● WORK ORDER
Repeat the entries below exactly as they appear, with no pictures.

BEGIN

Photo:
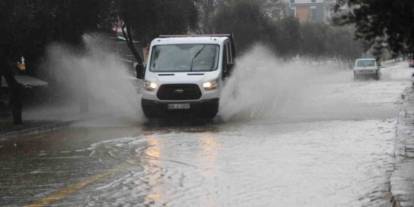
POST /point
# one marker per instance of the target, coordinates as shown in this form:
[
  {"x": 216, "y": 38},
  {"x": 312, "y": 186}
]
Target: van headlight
[
  {"x": 210, "y": 85},
  {"x": 150, "y": 86}
]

END

● YOUR RESPONSE
Photo:
POST /point
# one marker per instance of the target, coordinates as shown in this form:
[
  {"x": 216, "y": 38},
  {"x": 312, "y": 186}
]
Target: van headlight
[
  {"x": 210, "y": 85},
  {"x": 150, "y": 86}
]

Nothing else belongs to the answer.